• **To do**:
Copy every line of the data below exactly as given, except for the pictures.

[Stored data]
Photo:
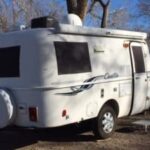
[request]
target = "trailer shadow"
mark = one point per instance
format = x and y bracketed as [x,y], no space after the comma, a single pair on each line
[13,138]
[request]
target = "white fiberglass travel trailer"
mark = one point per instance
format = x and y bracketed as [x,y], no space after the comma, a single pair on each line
[64,74]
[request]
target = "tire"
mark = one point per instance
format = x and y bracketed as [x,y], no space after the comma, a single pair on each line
[105,123]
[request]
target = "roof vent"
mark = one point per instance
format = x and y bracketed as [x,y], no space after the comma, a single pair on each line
[72,19]
[43,22]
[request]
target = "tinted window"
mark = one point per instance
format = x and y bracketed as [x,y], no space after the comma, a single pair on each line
[9,61]
[72,57]
[138,59]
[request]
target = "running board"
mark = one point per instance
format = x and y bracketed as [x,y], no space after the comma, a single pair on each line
[144,123]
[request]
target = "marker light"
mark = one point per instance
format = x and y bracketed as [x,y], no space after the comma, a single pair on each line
[64,113]
[125,45]
[33,114]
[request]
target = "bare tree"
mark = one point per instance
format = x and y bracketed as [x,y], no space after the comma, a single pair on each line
[105,11]
[119,18]
[78,7]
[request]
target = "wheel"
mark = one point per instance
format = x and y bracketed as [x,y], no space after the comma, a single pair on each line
[105,123]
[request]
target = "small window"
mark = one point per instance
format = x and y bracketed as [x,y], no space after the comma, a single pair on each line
[72,57]
[9,61]
[138,59]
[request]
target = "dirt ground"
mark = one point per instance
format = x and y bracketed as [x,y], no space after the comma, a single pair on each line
[127,137]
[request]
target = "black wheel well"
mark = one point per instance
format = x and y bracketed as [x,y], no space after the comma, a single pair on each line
[113,103]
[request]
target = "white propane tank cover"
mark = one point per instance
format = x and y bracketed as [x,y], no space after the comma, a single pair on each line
[72,19]
[6,109]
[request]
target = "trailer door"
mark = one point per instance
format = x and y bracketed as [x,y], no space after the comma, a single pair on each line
[139,78]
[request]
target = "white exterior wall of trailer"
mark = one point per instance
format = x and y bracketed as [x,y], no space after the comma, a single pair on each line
[64,97]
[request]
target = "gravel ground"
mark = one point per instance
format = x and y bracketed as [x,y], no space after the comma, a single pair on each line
[127,137]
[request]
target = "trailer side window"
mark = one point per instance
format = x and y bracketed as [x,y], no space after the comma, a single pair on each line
[138,59]
[9,62]
[72,57]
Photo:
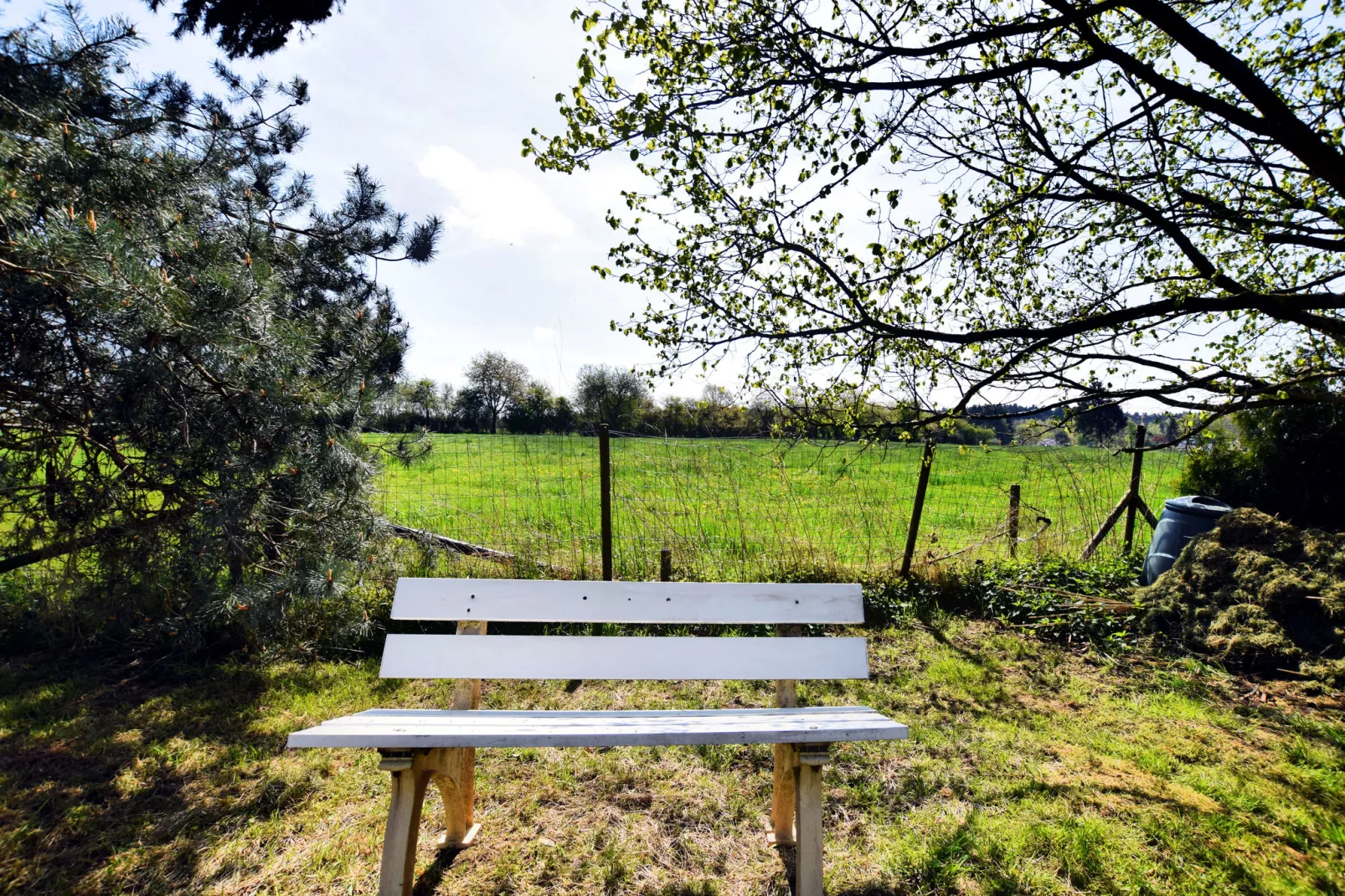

• **Solution to this exercise**:
Photo:
[request]
target = "trailer shadow"
mark = one point per instance
format = x and y bracketed as [x,y], no space after the comma, a single pair on each line
[13,138]
[request]
target = "white fiberglass travel trailer"
mark = one point per instance
format = x and y bracketed as [x,y], no space after the comma, a single pair on each line
[64,74]
[request]
target = "tire"
mark = one point per instance
format = x and y bracketed as [x,y], no space after the comma, a single pair on each line
[105,123]
[request]
target = "roof vent"
mark = one point per instance
format = x and y bracketed as [x,y], no space after the comma, a single pair on each line
[72,19]
[43,22]
[request]
target = "tinted window"
mark = one point per instance
format = x and y bracketed as [x,y], no space after the comma, a single pair on each line
[9,61]
[72,57]
[138,59]
[request]
target = "running board"
mark = one point per instance
format = x and y bracketed as [x,y], no space after the comma, a single pair on each line
[144,123]
[request]
target = "marker light"
mark = one point per instance
format = x and y bracketed as [x,y], no space after the comma, a single pair on each line
[64,113]
[125,45]
[33,114]
[request]
target = "bare tree"
mark = one point per instance
format = x and y bracketed as [x,y], no space after the comma, a single pair on each line
[105,11]
[119,18]
[78,7]
[request]
target = "wheel"
mark = one point per instance
format = x and y bracketed as [x,y], no space after the comma, a single pair on each line
[105,123]
[request]
target = "small window"
mark = one point per instance
format = x and y bracketed as [x,y], no space after the comma, a single pair on each line
[72,57]
[9,61]
[138,59]
[request]
target = "dirt ground"
mark = one point per instance
format = x and y bracketed as [x,y], no space after the comma, a single pair on each line
[127,137]
[request]
target = "black wheel well"
mark = one point per instance
format = x and y bracketed as [x,y], no space after the comma, a single pair on each line
[113,103]
[request]
target = "white propane tank cover"
mark = one point per instance
format = x and y bracketed as [x,y], no space after the comma, a single pair on each line
[72,19]
[6,109]
[request]
target = "trailer door"
mark = one point per instance
format = x and y bracketed as [x,y], no space after the comma, a single pair on each line
[139,78]
[request]
target = "white exterior wall of trailer"
mark = one point per instance
format = x and y bracketed as [x,y], no space after the comma, a single pair on each line
[64,97]
[request]
target = "gravel ground"
mark = one point per instance
format = x and y bracketed as [x,y], no space after the comma, a single pair on each line
[127,137]
[request]
target = "trailer side window"
mark = one point per instance
format = x and y bracketed as [x,y], no space after the comma, a single pair on each line
[138,59]
[9,62]
[72,57]
Photo:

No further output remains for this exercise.